■ STORED RECORDS ■

━━━━━━━━━━

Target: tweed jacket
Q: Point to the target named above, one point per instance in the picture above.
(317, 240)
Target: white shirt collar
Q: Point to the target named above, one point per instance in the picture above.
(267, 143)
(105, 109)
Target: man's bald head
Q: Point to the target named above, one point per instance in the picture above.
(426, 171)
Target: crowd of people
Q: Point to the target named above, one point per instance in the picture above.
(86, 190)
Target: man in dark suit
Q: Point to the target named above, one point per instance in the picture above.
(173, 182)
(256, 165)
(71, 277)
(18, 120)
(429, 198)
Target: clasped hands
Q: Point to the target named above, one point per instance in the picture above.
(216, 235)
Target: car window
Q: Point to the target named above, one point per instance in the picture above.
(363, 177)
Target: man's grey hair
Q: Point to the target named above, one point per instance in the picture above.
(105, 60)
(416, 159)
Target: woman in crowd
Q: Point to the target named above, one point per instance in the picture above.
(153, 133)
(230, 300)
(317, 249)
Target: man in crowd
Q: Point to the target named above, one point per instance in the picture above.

━━━━━━━━━━

■ TASK BRIEF ■
Retype all the entries above exactly as they appear.

■ TASK RESPONSE ■
Target: tweed jacket
Q: Point to the target named above, one point per instance in the picture above.
(317, 240)
Target: white shirt collar
Q: Point to the target named above, one point per instance in the picture above.
(267, 143)
(105, 109)
Target: man's bald head
Q: Point to the target named above, one point per instance in the picture above.
(426, 171)
Target: crowd of people
Q: Point to the target named above, one point per instance in the picture above.
(86, 190)
Target: man in dark suit
Q: Point to the target named above, one point per instance in the picture above.
(173, 182)
(256, 165)
(71, 277)
(18, 120)
(429, 198)
Target: clasped hands
Q: Point to the target named above, one point per instance in the picture above.
(216, 235)
Target: car window
Q: Point to the target named above, one point per instance in the picture above.
(363, 177)
Target: man's grey hair
Q: Point to the target named above, one point per instance in the picture above.
(105, 60)
(416, 159)
Target: woman in crowd
Q: Point to the target named above, one point per instance in the picture above.
(153, 133)
(230, 300)
(317, 249)
Target: man in crowd
Q: Point to the target named above, one point per instance in the picture above.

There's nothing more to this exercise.